BEGIN SOURCE PASSAGE

WILMINGTON, DELAWARE – NOVEMBER 17: U.S. President-elect Joe Biden leaves the Queen Theater after participating in a virtual roundtable with frontline health care workers on November 18, 2020 in Wilmington, Delaware. President-elect Biden has said that more coronavirus deaths will be the consequence of the Trump administration refusing to share information on the pandemic. Joe Raedle/Getty Images/AFP |
If he were to run and be reelected in 2024, he would be 86 at the end of a second term in 2029.
With two months to go before he even gets the keys to the Oval Office, Washington insiders are already asking: will he be a one-term president?
Throughout his campaign against Donald Trump, Biden — a “lion of American history,” according to his former boss, Barack Obama — has remained purposefully vague about his future plans.
When asked by ABC News in August if the idea of serving for eight years was on his internal radar, Biden replied: “Absolutely.”
But before that, in April, at a fundraising event, he told donors that he saw himself as a “transition candidate” — a phrase that raised eyebrows and fueled speculation.
Was he trying to say he was the best placed to shut the book on Trumpism, because of his decades of political experience and his empathetic nature, but would then pass the torch to a new generation of Democrats in 2024?

END SOURCE PASSAGE
BEGIN COLLECTED DATA

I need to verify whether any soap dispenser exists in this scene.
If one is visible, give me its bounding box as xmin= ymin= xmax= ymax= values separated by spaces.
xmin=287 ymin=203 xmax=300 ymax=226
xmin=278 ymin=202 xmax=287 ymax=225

END COLLECTED DATA

TASKS AND EXERCISES:
1/ Please copy the portion of the Biden article between "But before that, in" and "Democrats in 2024?", inclusive, word for word.
2/ Name every person mentioned by name in the Biden article.
3/ Render this sentence from the Biden article in Spanish: "When asked by ABC News in August if the idea of serving for eight years was on his internal radar, Biden replied: “Absolutely.”"
The material plays no part in this and can be set aside.

EXPECTED OUTPUTS:
1/
But before that, in April, at a fundraising event, he told donors that he saw himself as a “transition candidate” — a phrase that raised eyebrows and fueled speculation.
Was he trying to say he was the best placed to shut the book on Trumpism, because of his decades of political experience and his empathetic nature, but would then pass the torch to a new generation of Democrats in 2024?

2/ Joe Biden, Donald Trump, Joe Raedle, Barack Obama

3/ Cuando ABC News le preguntó en agosto si la idea de servir durante ocho años estaba en su radar interno, Biden respondió: «Absolutamente».